[BEGIN]
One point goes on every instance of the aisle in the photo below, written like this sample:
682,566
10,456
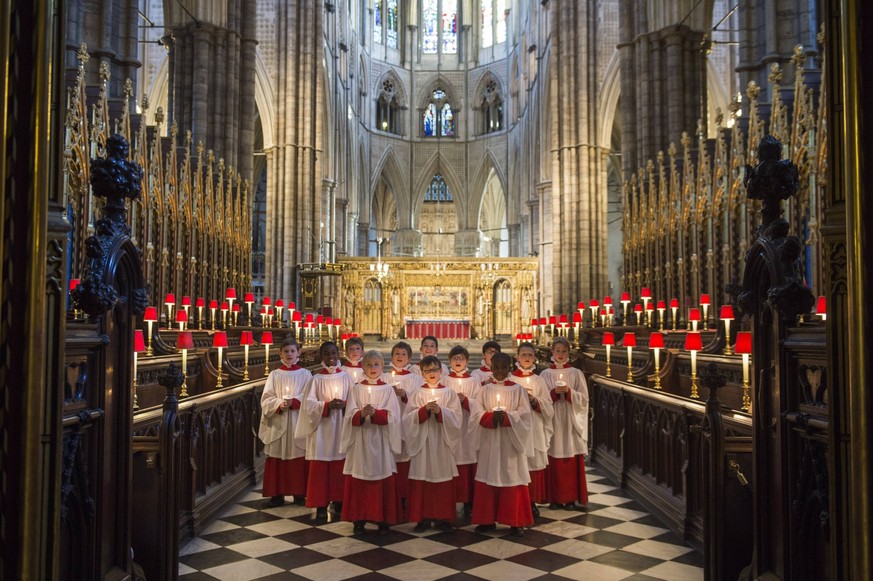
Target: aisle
615,540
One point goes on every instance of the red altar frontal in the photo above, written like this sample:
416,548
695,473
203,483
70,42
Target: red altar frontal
442,329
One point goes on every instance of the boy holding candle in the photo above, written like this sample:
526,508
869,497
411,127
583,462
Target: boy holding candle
320,423
483,374
370,441
541,422
432,424
569,394
354,353
467,387
405,384
501,432
286,468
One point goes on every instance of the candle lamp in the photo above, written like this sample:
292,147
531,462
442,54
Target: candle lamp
630,341
625,301
185,341
656,343
609,343
245,339
74,284
821,308
704,306
662,306
266,341
150,317
138,347
726,314
674,307
219,341
693,343
200,303
694,317
249,300
744,348
170,300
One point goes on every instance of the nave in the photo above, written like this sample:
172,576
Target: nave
616,539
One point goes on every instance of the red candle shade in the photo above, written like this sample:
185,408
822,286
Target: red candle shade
185,340
744,343
219,339
693,342
138,341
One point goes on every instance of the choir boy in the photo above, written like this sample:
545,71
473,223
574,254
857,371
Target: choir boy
543,412
501,431
370,441
569,392
321,423
467,387
432,424
285,469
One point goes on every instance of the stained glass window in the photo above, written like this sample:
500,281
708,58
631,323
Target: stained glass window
392,23
438,190
377,22
430,120
450,26
429,30
487,17
500,33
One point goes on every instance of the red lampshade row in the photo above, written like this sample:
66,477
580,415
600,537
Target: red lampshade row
744,343
185,340
151,314
693,341
138,341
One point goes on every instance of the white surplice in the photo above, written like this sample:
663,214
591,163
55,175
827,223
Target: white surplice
277,430
571,419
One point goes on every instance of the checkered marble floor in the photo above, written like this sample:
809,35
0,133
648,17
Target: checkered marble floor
615,540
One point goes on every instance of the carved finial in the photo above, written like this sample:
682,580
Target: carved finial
83,55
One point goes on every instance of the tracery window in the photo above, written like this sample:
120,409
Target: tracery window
439,26
438,118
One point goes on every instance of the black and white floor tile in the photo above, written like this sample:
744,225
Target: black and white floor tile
615,540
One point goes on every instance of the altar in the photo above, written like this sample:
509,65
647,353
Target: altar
442,329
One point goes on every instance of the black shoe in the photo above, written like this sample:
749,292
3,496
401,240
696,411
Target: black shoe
443,526
275,501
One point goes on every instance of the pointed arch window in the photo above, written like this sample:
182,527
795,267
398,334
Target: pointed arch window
438,118
439,26
438,190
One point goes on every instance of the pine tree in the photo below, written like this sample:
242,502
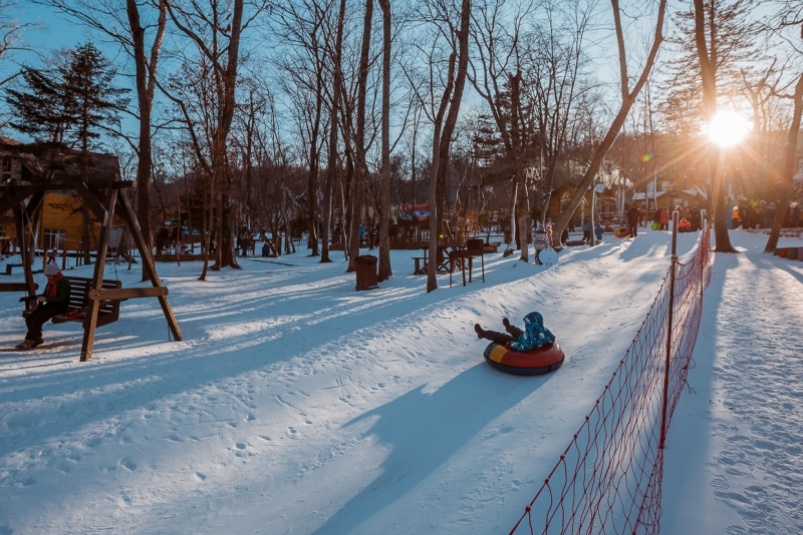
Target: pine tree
94,102
41,112
70,105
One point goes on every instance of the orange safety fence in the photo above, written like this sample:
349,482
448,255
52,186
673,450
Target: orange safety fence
608,479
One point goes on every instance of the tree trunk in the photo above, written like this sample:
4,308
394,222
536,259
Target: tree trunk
787,180
385,269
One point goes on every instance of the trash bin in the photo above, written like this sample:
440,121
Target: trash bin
366,272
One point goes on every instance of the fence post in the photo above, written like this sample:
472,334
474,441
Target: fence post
673,263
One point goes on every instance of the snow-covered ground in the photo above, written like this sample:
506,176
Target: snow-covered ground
297,405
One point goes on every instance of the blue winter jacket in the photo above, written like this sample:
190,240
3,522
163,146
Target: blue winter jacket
534,335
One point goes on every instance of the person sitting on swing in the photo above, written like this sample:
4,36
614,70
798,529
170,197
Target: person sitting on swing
53,301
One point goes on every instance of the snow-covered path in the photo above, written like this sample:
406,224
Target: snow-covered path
741,424
296,405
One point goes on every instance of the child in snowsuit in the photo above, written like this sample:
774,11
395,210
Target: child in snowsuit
53,301
534,334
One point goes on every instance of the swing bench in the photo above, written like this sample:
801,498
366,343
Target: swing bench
80,301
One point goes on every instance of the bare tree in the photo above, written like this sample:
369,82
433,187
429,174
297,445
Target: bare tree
628,96
385,269
216,31
708,39
127,29
439,90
[END]
■ THE EXERCISE
Reproduce all of the data above, swapping every occurrence of "written like this sample" for "formatted as in this example" and keeping everything else unchanged. Omit the pictures from your output.

■ RESULT FOR THIS EXERCISE
One point goes on every instance of the aisle in the photo below, formatted as in this example:
682,566
10,456
Target: aisle
615,540
One point goes on every instance of the red altar frontal in the photo above, formatted as in this example:
416,548
695,473
203,483
70,42
Target: red altar frontal
442,329
One point goes on every instance of the boy holding candle in the photo above, formatted as in this example:
526,508
869,497
411,127
583,462
Target: boy holding candle
320,423
483,374
370,441
541,422
432,424
569,394
354,353
467,387
405,384
501,432
286,468
One point goes on every instance of the candle lamp in the photo above, formatted as in this example:
292,147
531,462
442,54
Target: candle lamp
630,341
625,301
185,341
656,343
609,343
245,339
74,284
821,308
704,306
662,306
266,341
150,317
138,347
726,314
674,307
219,341
693,343
200,303
694,317
249,300
744,348
170,300
One point goes on every instance of the nave in the photo above, formatted as in this example:
172,576
Target: nave
616,539
One point goes on every instance of the red candle shade in the photo above, formatted as in this example:
185,408
822,286
Target: red candle shade
185,340
744,343
219,339
693,342
138,341
One point goes on every instance of the choir boy in the photo above, formatted as in this example:
545,71
473,223
574,254
857,371
Target: choir boy
543,412
501,431
370,441
569,392
321,423
467,387
432,424
285,469
One point goes on every instance of the stained glass window in the photo above, formatted as in this example:
500,281
708,58
631,323
Target: stained glass window
392,23
438,190
377,22
430,120
450,26
429,30
487,17
500,33
One point goes on every instance of the red lampshade row in the photo above, formatted as in this example:
66,477
580,415
600,537
Target: red lampshade row
744,343
185,340
151,314
693,341
138,341
One point goes on every instance of the white surplice in the photo above, formatted as in this example:
663,214
591,163
55,175
827,223
Target: white surplice
277,430
571,419
One point goes on every instance of the checkered marble floor in the photo above, formatted as in this example:
809,35
0,133
648,17
Target: checkered marble floor
615,540
One point goes on every instance of the carved finial in the photo above, formatted as in this example:
682,580
Target: carved finial
83,55
One point goes on every instance of the tracery window in the photo above, formatted as in this example:
120,409
Target: tracery window
439,26
438,118
One point goes on every instance of the black and white floor tile in the photo above, formatted as in this example:
744,225
Target: black and white floor tile
615,540
One point goes on every instance of the altar in the photo above, formatted as in this example:
509,65
647,353
Target: altar
442,329
One point goes on every instance of the black shoe in the photo above, formatted as in this example:
749,292
3,496
401,240
696,411
Target: black shoe
443,526
275,501
One point goes on every instance of the pointed arch window in the photo above, formatted as in this example:
182,527
795,267
398,334
Target: pointed arch window
438,118
439,26
438,190
One point goes on every instance of the pine tree in the photo below, formatted as in this example:
242,502
Target: pine tree
94,102
41,112
70,105
One point goes on every instance of the orange safety fence in the photo above, formatted as in this example:
349,482
448,255
52,186
673,450
Target: orange safety fence
608,479
One point goes on every instance of the tree trunk in the photo above, formatted as in this example:
4,308
394,222
536,259
Target: tree trunk
787,180
385,269
One point goes on every instance of the trash bin in the photo above, formatted as in this example:
440,121
Target: trash bin
366,272
One point goes on every instance of the fence post in the photo above, formatted as in this example:
472,334
474,441
Target: fence post
673,263
One point goes on every instance of the snow-covered ground in the photo above, formatted as in this example:
506,176
Target: snow-covered ground
297,405
One point goes on every instance of the blue winter jacket in the photo above, formatted as in this example:
190,240
3,522
163,146
Target: blue winter jacket
534,335
One point goes on every instance of the person sitting on swing in the photo above, formatted as in this example:
4,36
614,70
798,529
170,197
Target: person sitting on swing
53,301
One point goes on every instance of the snow-covered path in the photo above, formatted as in this example:
406,224
Target: snow-covered path
741,424
296,405
One point goes on every instance of the child in snowsuit in the photo above, formatted as in this example:
774,11
395,210
Target: child in snowsuit
53,301
534,334
One point goes on every instance of the swing bench in the photo above, formatted as in this example:
801,498
366,343
Target: swing bench
80,301
One point goes on every instance of the bare tree in the photo above, formatted as in this example:
369,82
433,187
429,174
297,445
Target: bare tree
628,96
385,269
216,31
708,39
127,29
439,90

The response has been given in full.